Class TransportPDE

   object --+    
            |    
LinearProblem --+
                |
               TransportPDE

Known Subclasses:

• heat.TemperatureCartesian

This class is used to define a transport problem given by a general linear, time dependent, second order PDE for an unknown, non-negative, time-dependent function u on a given domain defined through a Domain object.

For a single equation with a solution with a single component the transport problem is defined in the following form:

(M+M_reduced)*u_t=-(grad(A[j,l]+A_reduced[j,l])*grad(u)[l]+(B[j]+B_reduced[j])u)[j]+(C[l]+C_reduced[l])*grad(u)[l]+(D+D_reduced)-grad(X+X_reduced)[j,j]+(Y+Y_reduced)

where u_t denotes the time derivative of u and grad(F) denotes the spatial derivative of F. Einstein's summation convention, ie. summation over indexes appearing twice in a term of a sum performed, is used. The coefficients M, A, B, C, D, X and Y have to be specified through Data objects in Function and the coefficients M_reduced, A_reduced, B_reduced, C_reduced, D_reduced, X_reduced and Y_reduced have to be specified through Data objects in ReducedFunction. It is also allowed to use objects that can be converted into such Data objects. M and M_reduced are scalar, A and A_reduced are rank two, B, C, X, B_reduced, C_reduced and X_reduced are rank one and D, D_reduced, Y and Y_reduced are scalar.

The following natural boundary conditions are considered:

n[j]*((A[i,j]+A_reduced[i,j])*grad(u)[l]+(B+B_reduced)[j]*u+X[j]+X_reduced[j])+(d+d_reduced)*u+y+y_reduced=(m+m_reduced)*u_t

where n is the outer normal field. Notice that the coefficients A, A_reduced, B, B_reduced, X and X_reduced are defined in the transport problem. The coefficients m, d and y are each a scalar in FunctionOnBoundary and the coefficients m_reduced, d_reduced and y_reduced are each a scalar in ReducedFunctionOnBoundary.

Constraints for the solution prescribing the value of the solution at certain locations in the domain have the form

u_t=r where q>0

r and q are each scalar where q is the characteristic function defining where the constraint is applied. The constraints override any other condition set by the transport problem or the boundary condition.
◆ ◆ ◆
_Work to complete_
(A) Answer these questions using the TransportPDE class documentation:
(i) Which known subclass is listed for the class?
(ii) Through what must the coefficients M_reduced, A_reduced, B_reduced, C_reduced, D_reduced, X_reduced and Y_reduced be specified?
(iii) What is q in the constraint "u_t=r where q>0"?
(B) Select every row that contains the string "graduation" and copy each one in full. Case counts when matching.
The text above and the rows that follow bear no relation to each other.

_Supplied information_
◆ ◆ ◆
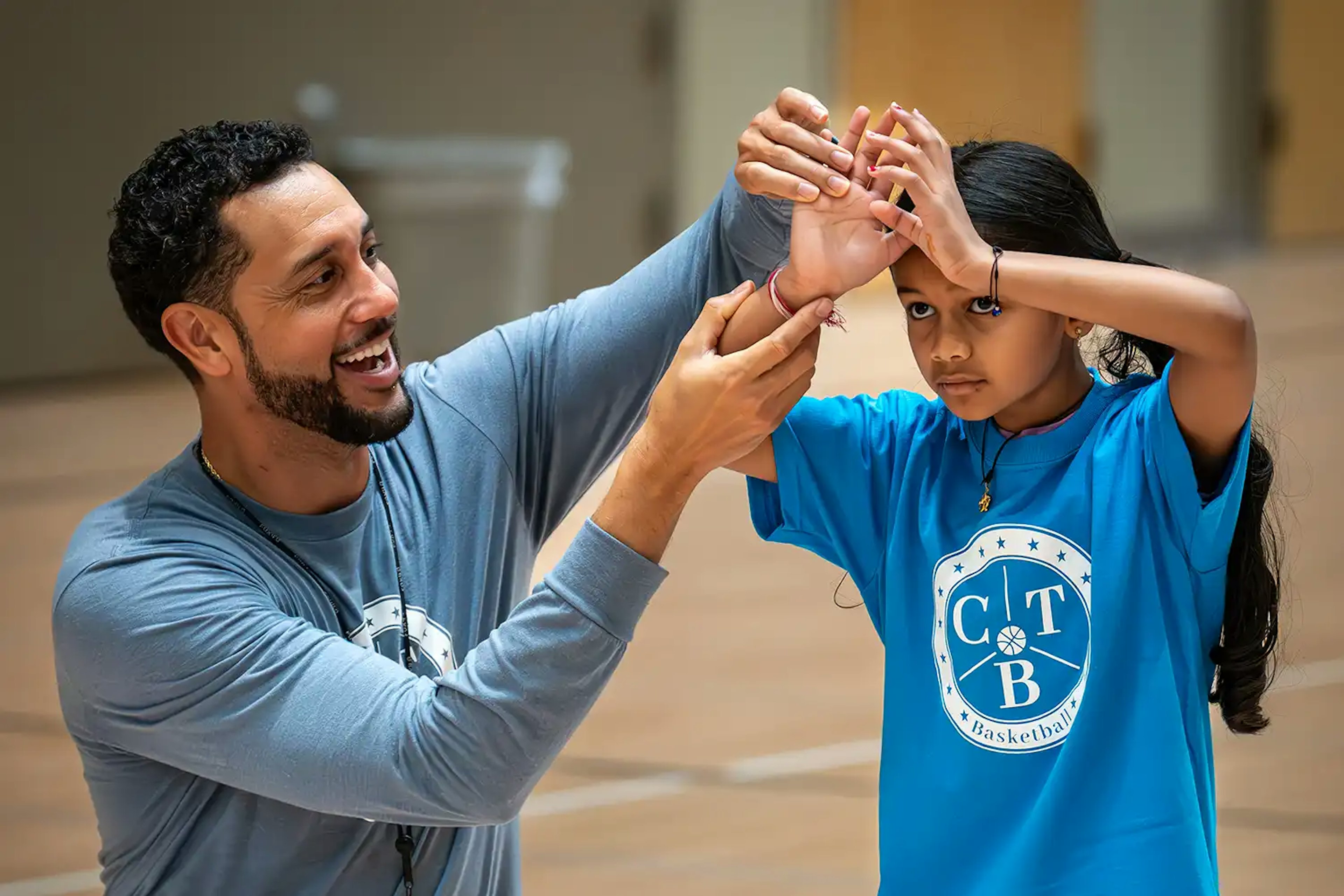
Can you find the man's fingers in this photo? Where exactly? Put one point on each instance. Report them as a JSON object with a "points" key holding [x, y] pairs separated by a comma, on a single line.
{"points": [[761, 179], [779, 346], [796, 151], [709, 327], [777, 407], [803, 360], [802, 108], [810, 144]]}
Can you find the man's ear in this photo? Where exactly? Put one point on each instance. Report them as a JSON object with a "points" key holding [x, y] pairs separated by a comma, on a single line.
{"points": [[201, 335]]}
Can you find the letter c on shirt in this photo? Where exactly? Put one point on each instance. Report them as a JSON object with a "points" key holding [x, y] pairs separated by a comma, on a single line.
{"points": [[956, 618]]}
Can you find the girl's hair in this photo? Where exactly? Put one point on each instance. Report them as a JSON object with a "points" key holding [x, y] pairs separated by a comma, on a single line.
{"points": [[1026, 198]]}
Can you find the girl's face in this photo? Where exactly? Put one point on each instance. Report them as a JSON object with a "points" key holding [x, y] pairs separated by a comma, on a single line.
{"points": [[980, 365]]}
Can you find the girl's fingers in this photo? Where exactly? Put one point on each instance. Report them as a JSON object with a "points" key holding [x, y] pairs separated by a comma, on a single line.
{"points": [[901, 222], [902, 152], [906, 179], [854, 133], [925, 135], [867, 155]]}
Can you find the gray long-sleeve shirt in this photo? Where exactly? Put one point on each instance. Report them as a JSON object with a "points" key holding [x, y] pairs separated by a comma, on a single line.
{"points": [[236, 743]]}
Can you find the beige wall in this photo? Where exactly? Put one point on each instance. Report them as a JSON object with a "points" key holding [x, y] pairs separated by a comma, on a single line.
{"points": [[1307, 81], [733, 57], [93, 86], [976, 68]]}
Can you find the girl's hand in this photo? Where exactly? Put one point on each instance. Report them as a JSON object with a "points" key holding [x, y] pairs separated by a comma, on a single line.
{"points": [[921, 164], [836, 242]]}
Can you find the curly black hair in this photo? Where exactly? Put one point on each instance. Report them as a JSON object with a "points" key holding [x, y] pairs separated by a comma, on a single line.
{"points": [[168, 244], [1026, 198]]}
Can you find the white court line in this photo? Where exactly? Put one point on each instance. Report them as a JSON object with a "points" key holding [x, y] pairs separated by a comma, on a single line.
{"points": [[615, 793], [612, 793], [57, 886]]}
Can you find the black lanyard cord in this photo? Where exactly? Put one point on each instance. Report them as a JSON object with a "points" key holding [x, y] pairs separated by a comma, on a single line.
{"points": [[405, 844]]}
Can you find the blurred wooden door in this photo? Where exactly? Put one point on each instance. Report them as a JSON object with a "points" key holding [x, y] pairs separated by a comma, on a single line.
{"points": [[1307, 88], [976, 68]]}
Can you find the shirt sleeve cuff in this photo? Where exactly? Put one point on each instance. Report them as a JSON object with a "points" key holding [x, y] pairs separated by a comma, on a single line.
{"points": [[607, 581]]}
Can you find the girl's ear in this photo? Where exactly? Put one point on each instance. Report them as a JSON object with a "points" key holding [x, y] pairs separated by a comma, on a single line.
{"points": [[1076, 328]]}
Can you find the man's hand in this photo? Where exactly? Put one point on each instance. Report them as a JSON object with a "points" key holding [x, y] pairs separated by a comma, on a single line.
{"points": [[707, 412], [709, 409], [788, 152]]}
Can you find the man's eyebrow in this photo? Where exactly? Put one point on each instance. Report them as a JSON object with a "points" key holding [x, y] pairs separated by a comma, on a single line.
{"points": [[312, 258]]}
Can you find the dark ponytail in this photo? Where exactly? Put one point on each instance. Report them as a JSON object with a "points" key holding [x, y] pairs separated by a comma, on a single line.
{"points": [[1026, 198]]}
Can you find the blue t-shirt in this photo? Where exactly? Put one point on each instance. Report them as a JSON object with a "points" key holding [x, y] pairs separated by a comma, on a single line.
{"points": [[1046, 715]]}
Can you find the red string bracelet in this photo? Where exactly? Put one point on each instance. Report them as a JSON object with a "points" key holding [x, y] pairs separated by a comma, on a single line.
{"points": [[780, 306]]}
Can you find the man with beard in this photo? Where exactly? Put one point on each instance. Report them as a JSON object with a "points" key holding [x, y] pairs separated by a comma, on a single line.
{"points": [[300, 657]]}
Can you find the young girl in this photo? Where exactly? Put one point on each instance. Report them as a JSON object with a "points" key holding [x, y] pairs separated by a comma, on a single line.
{"points": [[1065, 565]]}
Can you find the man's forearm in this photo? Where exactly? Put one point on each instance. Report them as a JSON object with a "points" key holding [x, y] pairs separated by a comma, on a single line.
{"points": [[644, 503]]}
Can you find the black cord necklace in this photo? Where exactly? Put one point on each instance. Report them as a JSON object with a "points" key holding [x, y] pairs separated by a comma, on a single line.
{"points": [[405, 844], [988, 476]]}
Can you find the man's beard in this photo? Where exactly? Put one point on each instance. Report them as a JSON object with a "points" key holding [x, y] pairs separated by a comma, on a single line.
{"points": [[319, 406]]}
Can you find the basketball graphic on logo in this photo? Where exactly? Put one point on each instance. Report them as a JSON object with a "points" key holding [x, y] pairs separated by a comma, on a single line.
{"points": [[1013, 637], [1013, 640]]}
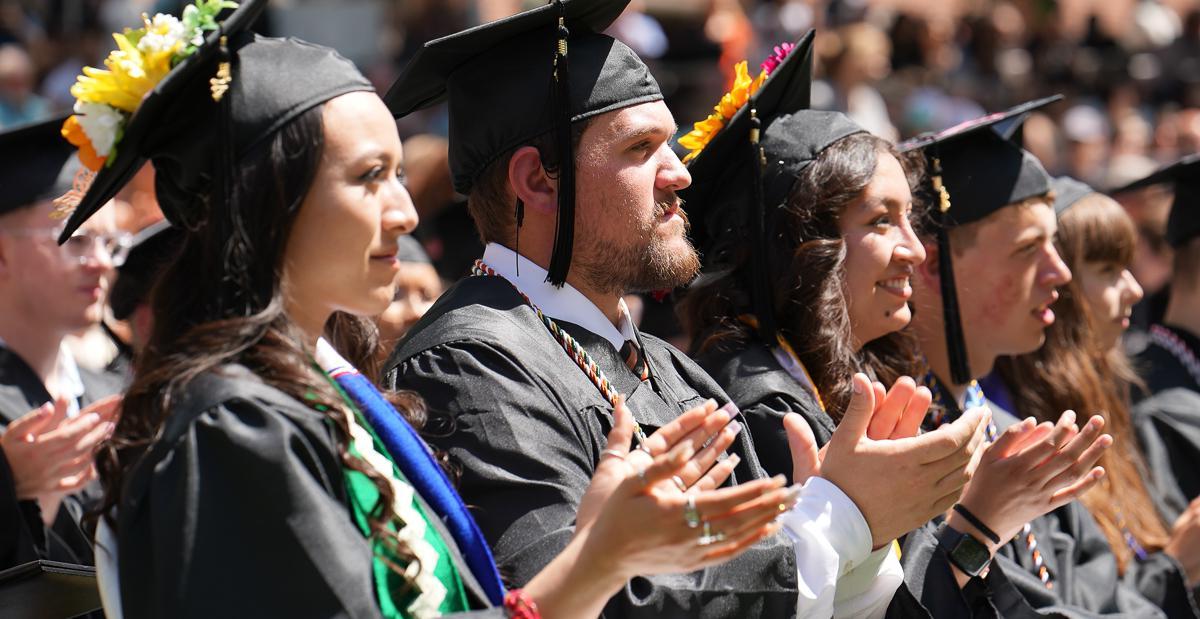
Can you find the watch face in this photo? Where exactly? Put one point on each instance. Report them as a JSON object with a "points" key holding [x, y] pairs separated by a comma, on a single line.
{"points": [[970, 556]]}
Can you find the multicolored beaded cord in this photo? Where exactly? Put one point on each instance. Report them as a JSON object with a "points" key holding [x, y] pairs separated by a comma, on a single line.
{"points": [[976, 398], [573, 348], [1176, 347]]}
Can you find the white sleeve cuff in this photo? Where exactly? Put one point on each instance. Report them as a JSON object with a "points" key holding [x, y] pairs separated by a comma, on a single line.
{"points": [[829, 538], [826, 510]]}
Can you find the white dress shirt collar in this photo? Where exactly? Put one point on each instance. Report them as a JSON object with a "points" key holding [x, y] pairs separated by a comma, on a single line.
{"points": [[562, 304]]}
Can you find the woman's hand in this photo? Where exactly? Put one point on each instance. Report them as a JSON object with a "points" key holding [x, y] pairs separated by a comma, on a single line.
{"points": [[1185, 542], [898, 484], [51, 455], [1030, 470]]}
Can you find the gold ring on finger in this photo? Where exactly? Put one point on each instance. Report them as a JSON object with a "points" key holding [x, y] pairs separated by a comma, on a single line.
{"points": [[690, 514]]}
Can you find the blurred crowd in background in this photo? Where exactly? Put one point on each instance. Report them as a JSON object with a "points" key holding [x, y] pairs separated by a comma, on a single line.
{"points": [[1129, 71]]}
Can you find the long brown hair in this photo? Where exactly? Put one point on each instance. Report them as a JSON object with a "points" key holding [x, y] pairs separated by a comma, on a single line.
{"points": [[810, 256], [221, 302], [1072, 371]]}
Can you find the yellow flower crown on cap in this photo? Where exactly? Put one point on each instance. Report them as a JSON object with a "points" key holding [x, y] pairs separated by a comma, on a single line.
{"points": [[107, 98], [743, 89]]}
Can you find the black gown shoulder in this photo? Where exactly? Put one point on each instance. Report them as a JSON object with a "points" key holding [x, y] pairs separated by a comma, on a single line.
{"points": [[527, 428], [240, 508]]}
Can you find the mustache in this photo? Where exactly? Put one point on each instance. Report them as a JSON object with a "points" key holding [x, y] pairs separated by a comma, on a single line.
{"points": [[672, 203]]}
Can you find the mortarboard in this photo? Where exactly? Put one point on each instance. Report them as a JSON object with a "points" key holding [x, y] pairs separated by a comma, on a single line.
{"points": [[1183, 222], [1067, 192], [42, 588], [33, 160], [975, 169], [745, 170], [210, 109], [515, 79], [150, 251]]}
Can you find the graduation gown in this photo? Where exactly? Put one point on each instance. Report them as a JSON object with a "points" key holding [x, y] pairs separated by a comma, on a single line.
{"points": [[766, 392], [1161, 368], [23, 535], [240, 509], [528, 428]]}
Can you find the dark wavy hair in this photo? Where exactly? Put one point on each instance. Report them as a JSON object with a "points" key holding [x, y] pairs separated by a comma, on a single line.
{"points": [[1072, 371], [808, 272], [220, 302]]}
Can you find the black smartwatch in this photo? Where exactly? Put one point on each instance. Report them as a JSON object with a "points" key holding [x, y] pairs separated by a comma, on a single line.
{"points": [[963, 550]]}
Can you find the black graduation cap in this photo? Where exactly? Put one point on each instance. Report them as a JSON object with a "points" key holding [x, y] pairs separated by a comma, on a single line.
{"points": [[748, 169], [409, 250], [975, 168], [1183, 222], [151, 248], [33, 158], [519, 78], [195, 137], [39, 589], [1067, 192]]}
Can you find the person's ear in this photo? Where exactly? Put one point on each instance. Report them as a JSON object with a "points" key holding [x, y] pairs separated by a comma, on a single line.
{"points": [[531, 182]]}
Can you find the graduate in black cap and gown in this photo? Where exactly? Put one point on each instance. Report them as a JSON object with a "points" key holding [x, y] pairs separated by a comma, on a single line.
{"points": [[1170, 358], [781, 198], [255, 472], [46, 293], [991, 275], [1083, 366], [1168, 412], [571, 180]]}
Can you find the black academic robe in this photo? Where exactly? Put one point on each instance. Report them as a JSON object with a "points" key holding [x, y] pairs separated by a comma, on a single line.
{"points": [[1080, 558], [23, 535], [1159, 368], [528, 428], [240, 509], [1168, 426]]}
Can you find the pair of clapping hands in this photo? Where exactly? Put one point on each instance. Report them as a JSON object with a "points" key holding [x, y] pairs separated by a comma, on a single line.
{"points": [[52, 455], [899, 480]]}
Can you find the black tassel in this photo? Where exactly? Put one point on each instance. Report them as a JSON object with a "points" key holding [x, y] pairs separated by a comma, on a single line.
{"points": [[223, 214], [564, 228], [955, 343], [516, 242], [760, 263]]}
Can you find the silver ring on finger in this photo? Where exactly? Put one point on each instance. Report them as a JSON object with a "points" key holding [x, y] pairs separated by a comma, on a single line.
{"points": [[708, 536], [690, 514]]}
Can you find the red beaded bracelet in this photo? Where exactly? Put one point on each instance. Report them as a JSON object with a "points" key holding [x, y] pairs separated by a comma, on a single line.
{"points": [[520, 605]]}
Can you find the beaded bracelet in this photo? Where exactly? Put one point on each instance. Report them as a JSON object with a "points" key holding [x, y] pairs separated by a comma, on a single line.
{"points": [[520, 605]]}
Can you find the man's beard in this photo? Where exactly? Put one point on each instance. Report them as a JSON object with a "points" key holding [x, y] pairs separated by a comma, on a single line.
{"points": [[642, 263]]}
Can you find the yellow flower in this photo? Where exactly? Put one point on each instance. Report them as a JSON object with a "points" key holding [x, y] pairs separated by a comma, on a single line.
{"points": [[131, 73], [703, 131]]}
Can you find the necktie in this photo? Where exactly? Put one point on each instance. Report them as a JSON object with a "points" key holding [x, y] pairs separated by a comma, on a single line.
{"points": [[415, 461], [634, 359]]}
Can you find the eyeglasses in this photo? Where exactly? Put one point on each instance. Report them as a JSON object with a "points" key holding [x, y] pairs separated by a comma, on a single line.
{"points": [[82, 245]]}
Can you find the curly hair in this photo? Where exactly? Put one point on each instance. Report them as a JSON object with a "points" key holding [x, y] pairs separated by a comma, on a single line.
{"points": [[807, 257], [221, 302]]}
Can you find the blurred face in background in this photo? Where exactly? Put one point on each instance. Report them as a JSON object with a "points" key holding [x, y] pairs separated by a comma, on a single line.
{"points": [[417, 287]]}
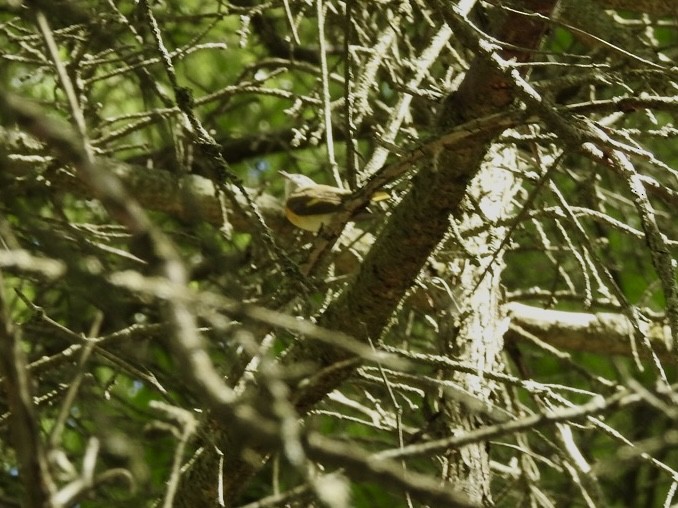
◆ ◆ ◆
_Answers given_
(A)
(i) heat.TemperatureCartesian
(ii) Through Data objects in ReducedFunction
(iii) The characteristic function defining where the constraint is applied

(B)
Can you find the graduation gown in this photo? Where exactly? Put one point on each instance. Report them as a JSON object with a "points" key holding [x, y] pairs separated by a comma, on a single line.
Can you find the black graduation cap in this photo? Where exactly? Put one point on each instance. Report them as a JSON object with a "points" key holding [x, y] pairs separated by a comma, on a single line.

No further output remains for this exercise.